-- Begin --

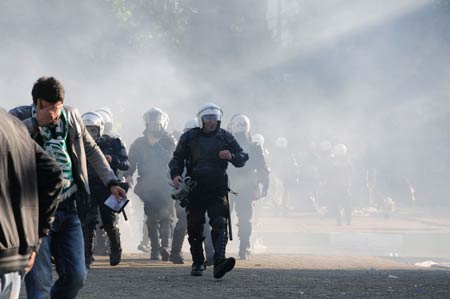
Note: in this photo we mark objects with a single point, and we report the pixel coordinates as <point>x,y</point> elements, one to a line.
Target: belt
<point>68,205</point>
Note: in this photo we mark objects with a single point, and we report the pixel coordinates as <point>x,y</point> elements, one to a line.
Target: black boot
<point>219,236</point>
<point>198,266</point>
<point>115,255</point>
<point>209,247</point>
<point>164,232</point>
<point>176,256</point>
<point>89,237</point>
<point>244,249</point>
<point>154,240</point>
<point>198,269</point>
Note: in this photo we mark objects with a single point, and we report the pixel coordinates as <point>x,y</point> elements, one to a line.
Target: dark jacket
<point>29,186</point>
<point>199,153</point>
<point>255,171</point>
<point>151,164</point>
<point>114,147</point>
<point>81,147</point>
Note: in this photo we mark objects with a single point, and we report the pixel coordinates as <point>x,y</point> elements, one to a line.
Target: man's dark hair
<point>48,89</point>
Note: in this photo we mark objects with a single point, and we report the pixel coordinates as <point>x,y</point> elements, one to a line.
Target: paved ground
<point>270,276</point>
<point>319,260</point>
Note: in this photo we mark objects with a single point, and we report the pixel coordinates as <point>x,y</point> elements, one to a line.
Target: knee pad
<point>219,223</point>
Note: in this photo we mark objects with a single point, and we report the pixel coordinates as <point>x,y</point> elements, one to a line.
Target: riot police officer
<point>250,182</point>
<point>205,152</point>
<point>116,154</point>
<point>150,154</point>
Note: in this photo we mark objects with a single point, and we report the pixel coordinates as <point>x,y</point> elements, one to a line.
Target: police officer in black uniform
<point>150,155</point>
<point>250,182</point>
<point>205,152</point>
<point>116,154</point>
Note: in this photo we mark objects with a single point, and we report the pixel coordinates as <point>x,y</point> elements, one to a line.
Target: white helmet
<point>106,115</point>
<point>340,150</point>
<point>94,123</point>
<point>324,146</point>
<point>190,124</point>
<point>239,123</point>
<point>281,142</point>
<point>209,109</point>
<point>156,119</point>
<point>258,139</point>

-- End --
-- Begin --

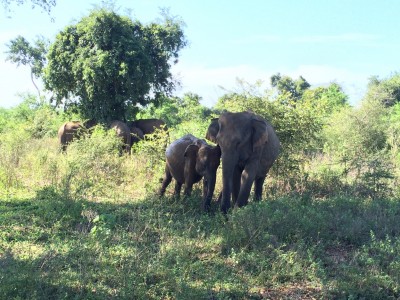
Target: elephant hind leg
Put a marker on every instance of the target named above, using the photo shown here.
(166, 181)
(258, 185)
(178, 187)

-- End --
-- Begin --

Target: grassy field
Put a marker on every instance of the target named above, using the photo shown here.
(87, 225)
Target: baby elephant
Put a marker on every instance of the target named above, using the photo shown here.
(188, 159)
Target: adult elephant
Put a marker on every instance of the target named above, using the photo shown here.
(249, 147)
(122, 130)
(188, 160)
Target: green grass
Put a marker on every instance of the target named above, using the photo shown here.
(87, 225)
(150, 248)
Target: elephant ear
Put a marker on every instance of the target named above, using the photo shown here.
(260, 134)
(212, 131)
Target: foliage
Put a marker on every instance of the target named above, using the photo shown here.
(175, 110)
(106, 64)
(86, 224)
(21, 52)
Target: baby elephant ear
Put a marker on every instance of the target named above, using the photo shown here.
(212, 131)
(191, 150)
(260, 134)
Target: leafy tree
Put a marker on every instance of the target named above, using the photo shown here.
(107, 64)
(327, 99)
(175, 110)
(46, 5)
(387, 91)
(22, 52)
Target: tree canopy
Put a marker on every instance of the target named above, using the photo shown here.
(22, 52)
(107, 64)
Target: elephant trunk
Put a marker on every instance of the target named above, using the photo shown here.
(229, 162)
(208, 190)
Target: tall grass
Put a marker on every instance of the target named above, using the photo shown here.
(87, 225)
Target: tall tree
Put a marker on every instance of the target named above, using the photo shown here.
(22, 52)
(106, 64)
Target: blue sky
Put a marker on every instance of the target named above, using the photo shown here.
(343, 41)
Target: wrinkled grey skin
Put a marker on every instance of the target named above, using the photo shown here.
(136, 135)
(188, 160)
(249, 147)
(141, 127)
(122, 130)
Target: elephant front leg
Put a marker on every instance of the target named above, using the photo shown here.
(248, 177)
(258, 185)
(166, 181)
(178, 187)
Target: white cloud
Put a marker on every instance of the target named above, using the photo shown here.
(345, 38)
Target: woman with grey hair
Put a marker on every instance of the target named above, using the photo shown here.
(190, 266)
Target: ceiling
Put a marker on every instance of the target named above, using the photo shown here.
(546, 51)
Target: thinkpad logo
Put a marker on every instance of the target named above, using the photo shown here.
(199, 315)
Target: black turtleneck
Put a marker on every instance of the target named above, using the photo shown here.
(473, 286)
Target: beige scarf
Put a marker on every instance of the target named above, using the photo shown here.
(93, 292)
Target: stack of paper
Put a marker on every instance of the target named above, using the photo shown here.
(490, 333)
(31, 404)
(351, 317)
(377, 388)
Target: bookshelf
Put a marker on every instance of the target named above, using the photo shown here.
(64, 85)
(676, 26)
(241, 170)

-- End --

▶ **TASK OBJECTIVE**
From the listing above, pull out every line that contains the word "grey", with matching case.

▶ **TASK RESULT**
Target: wrinkled grey skin
Target: woman with grey hair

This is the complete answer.